[Text]
Der intransparente und unfaire Fall der Moria 6 ist kein Einzelfall, sondern Teil einer systematischen Praxis von illegitimen und diskriminierenden Vorgehensweisen gegen Menschen auf der Flucht. Die Verhaftung und Verurteilung einzelner, angeblich schuldiger Migrant*innen wird von den griechischen Behörden genutzt um von der strukturellen Gewalt des Hotspot-Systems und bestehenden Menschenrechtsverletzungen abzulenken. Diese „Strategie“ konnte auch schon in früheren Fällen wie z.B. im Fall der sogenannten Moria 35 beobachtet werden.
[/Text]
[Daten]
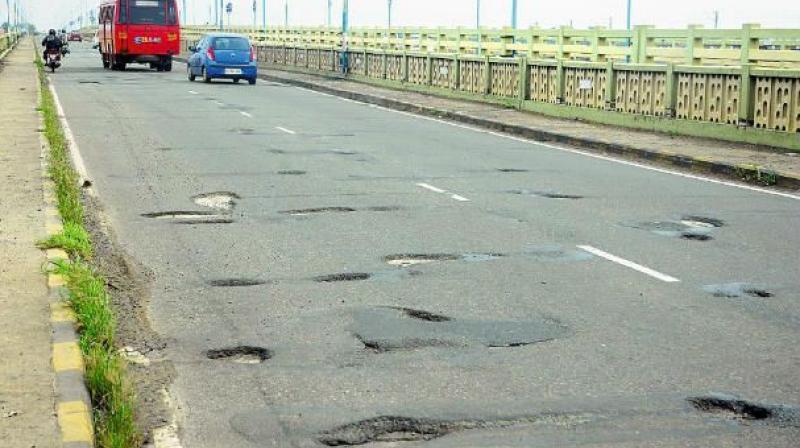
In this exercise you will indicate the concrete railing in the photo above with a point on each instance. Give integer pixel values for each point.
(750, 45)
(749, 104)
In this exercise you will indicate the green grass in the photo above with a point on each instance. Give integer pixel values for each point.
(113, 400)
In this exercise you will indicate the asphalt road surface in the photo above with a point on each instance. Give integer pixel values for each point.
(393, 280)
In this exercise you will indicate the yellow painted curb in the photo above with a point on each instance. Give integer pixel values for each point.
(67, 356)
(61, 312)
(55, 281)
(75, 421)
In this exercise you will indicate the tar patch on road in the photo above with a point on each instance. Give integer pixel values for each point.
(735, 407)
(244, 354)
(236, 282)
(545, 194)
(688, 227)
(738, 289)
(386, 329)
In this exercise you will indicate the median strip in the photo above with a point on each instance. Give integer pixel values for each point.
(105, 415)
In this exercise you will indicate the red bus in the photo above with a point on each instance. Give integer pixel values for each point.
(143, 31)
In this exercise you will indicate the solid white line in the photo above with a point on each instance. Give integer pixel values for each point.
(431, 187)
(600, 157)
(629, 264)
(74, 152)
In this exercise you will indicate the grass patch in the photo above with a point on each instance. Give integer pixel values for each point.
(112, 396)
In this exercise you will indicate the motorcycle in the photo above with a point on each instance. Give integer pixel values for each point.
(53, 59)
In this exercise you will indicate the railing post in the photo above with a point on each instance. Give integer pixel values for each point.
(524, 80)
(560, 81)
(671, 94)
(611, 85)
(487, 75)
(745, 96)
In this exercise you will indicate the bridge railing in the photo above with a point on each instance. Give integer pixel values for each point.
(644, 44)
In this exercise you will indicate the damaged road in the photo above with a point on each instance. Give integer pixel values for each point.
(300, 289)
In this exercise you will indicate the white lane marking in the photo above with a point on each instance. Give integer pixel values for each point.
(431, 187)
(599, 156)
(77, 160)
(629, 264)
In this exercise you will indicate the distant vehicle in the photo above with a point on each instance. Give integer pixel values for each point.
(223, 55)
(143, 31)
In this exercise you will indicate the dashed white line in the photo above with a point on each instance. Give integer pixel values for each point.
(629, 264)
(441, 191)
(431, 187)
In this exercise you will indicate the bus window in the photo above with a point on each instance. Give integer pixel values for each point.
(172, 13)
(152, 12)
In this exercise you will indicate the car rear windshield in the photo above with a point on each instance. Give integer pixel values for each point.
(231, 43)
(148, 12)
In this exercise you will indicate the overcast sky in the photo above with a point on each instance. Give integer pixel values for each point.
(494, 13)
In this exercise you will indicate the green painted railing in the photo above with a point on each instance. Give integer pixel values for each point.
(750, 45)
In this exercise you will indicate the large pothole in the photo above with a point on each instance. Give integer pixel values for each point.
(738, 289)
(386, 329)
(244, 354)
(736, 407)
(220, 200)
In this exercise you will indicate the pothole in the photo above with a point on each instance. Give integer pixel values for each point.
(343, 277)
(738, 289)
(414, 259)
(404, 260)
(311, 211)
(702, 221)
(545, 194)
(556, 253)
(221, 200)
(236, 282)
(423, 315)
(243, 354)
(387, 329)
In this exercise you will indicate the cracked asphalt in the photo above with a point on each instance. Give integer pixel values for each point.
(552, 299)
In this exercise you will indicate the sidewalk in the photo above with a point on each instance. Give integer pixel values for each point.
(27, 403)
(730, 160)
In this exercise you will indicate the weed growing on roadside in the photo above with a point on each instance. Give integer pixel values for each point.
(112, 396)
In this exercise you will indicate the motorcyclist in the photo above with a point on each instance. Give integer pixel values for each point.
(51, 42)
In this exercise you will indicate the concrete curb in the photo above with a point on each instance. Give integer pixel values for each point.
(752, 174)
(73, 403)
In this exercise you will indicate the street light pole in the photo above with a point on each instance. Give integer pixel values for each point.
(478, 23)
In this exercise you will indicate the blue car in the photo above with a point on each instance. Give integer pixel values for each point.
(223, 55)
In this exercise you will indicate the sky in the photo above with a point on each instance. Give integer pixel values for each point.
(450, 13)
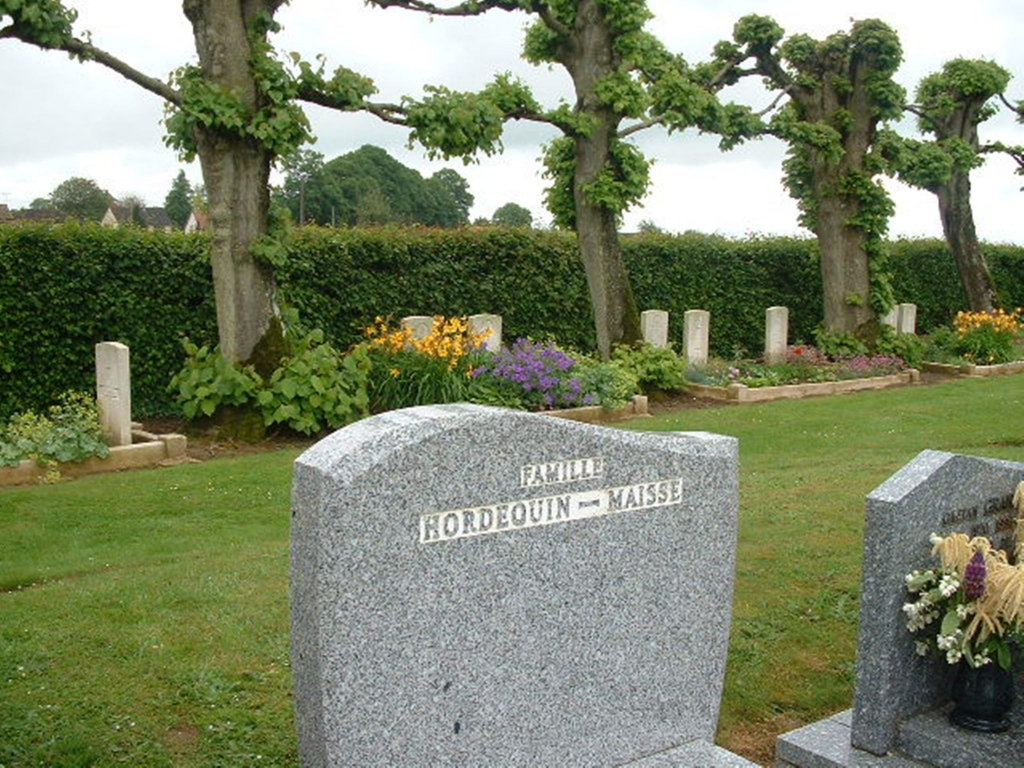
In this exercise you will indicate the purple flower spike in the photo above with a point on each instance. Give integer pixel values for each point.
(974, 576)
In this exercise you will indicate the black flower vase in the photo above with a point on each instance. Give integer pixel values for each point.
(982, 696)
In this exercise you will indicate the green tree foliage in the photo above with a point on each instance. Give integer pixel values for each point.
(93, 284)
(82, 198)
(625, 81)
(178, 201)
(369, 186)
(237, 109)
(512, 214)
(837, 91)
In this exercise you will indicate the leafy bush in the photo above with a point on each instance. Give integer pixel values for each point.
(407, 372)
(208, 381)
(69, 432)
(652, 368)
(316, 387)
(607, 384)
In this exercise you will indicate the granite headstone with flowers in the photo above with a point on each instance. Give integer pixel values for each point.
(475, 586)
(902, 696)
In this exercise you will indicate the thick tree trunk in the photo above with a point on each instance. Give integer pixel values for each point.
(236, 173)
(589, 59)
(615, 317)
(236, 170)
(957, 225)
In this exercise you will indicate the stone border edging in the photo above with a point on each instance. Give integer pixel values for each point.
(743, 393)
(601, 415)
(147, 450)
(969, 369)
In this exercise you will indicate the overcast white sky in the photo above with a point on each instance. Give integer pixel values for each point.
(60, 119)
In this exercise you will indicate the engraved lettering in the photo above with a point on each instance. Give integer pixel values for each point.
(569, 470)
(528, 513)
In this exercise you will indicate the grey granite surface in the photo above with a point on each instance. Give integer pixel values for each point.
(473, 586)
(935, 493)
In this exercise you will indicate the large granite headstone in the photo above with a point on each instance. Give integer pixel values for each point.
(900, 698)
(936, 493)
(474, 586)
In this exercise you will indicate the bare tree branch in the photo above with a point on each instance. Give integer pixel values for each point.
(774, 103)
(87, 51)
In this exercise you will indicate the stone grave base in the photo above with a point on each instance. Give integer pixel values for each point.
(927, 740)
(693, 755)
(147, 450)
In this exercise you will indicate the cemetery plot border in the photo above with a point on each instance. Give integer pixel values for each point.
[/Daten]
Zu erledigen:
(1) Mit welchen Adjektiven kennzeichnet der Text über den Fall der Moria 6 diesen Fall und die Vorgehensweisen gegen Menschen auf der Flucht? Nenne alle.
(2) Stimmen diese Aussagen mit dem Text über den Fall der Moria 6 überein? Antworte jeweils mit Ja oder Nein und zitiere die entscheidenden Worte.
(a) Der Fall der Moria 6 wird als Einzelfall dargestellt.
(b) Die griechischen Behörden nutzen die Verurteilung einzelner Migrant*innen, um von der strukturellen Gewalt des Hotspot-Systems abzulenken.
(c) Die beschriebene „Strategie“ ließ sich schon im Fall der Moria 35 beobachten.
(3) Führe den Text über den Fall der Moria 6 nach seinem letzten Satz weiter.

Ergebnisse je Aufgabe:
(1) intransparent, unfair, illegitim, diskriminierend

(2)
(a) Nein: „ist kein Einzelfall“
(b) Ja: „wird von den griechischen Behörden genutzt um von der strukturellen Gewalt des Hotspot-Systems und bestehenden Menschenrechtsverletzungen abzulenken“
(c) Ja: „konnte auch schon in früheren Fällen wie z.B. im Fall der sogenannten Moria 35 beobachtet werden“

(3)
Die Gerichtsurteile gegen die Moria 6 lenken von den Umständen ab, warum Moria gebrannt hat. Auch wenn dieses Mal das berüchtigtste griechische Hotspot-Lager komplett niedergebrannt ist, war es längst nicht das erste Feuer in Moria, und auch in anderen Hotspots gab es immer wieder Brände. Bereits an Ostern 2020 brannte das halbe Lager Vial auf der Nachbarinsel Chios nach Protesten der Bewohner*innen ab. Anlass für die Wut der Menschen im Lager war der Tot einer 46-jährigen Frau im Camp, die nach einem Klinikaufenthalt und einem negativen Covid-19-Test am Rande des Camps in einem Container isoliert wurde. Auch wegen dieses Feuers sollen 15 beschuldigte Geflüchtete aus dem Lager zu Sündenböcken gemacht werden. Der Prozess gegen die Vial 15 folgt kurz nach dem gegen die Moria 6. Die Bedingungen unter der Corona-Pandemie in den Camps haben die ohnehin fatale Lage von Überbelegung in den Hotspots nochmal dramatisch verschlimmert.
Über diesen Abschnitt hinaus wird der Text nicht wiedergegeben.